**Task prompt**
List every line in the records below that contains the string "type". Matching is case-sensitive.

**Dataset extract**
**********

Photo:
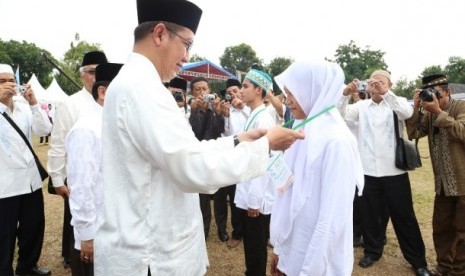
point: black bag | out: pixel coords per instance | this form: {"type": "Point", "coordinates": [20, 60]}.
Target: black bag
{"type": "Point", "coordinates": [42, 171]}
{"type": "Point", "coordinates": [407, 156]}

**********

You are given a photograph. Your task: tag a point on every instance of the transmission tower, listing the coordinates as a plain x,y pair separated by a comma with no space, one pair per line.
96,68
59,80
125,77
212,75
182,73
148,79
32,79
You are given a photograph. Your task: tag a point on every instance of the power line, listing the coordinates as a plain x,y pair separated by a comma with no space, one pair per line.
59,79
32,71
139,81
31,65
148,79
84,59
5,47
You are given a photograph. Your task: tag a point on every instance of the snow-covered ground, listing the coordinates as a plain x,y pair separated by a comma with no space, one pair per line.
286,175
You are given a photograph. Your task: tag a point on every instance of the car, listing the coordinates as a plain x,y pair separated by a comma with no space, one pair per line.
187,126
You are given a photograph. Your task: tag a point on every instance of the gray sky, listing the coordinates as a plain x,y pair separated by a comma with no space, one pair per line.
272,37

**********

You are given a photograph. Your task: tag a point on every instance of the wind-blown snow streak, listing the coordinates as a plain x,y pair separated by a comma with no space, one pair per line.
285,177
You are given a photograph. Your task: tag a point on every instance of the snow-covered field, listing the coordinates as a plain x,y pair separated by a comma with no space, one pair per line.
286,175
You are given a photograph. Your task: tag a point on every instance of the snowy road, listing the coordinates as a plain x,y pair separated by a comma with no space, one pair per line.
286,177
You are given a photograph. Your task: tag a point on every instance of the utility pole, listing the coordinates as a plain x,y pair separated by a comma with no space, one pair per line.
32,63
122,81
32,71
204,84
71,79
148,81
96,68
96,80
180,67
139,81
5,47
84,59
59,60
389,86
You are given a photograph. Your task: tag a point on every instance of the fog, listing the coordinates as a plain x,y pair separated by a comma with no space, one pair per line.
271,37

**********

**Task solution**
point: black bag | out: pixel coords per instance | this form: {"type": "Point", "coordinates": [20, 60]}.
{"type": "Point", "coordinates": [42, 171]}
{"type": "Point", "coordinates": [407, 156]}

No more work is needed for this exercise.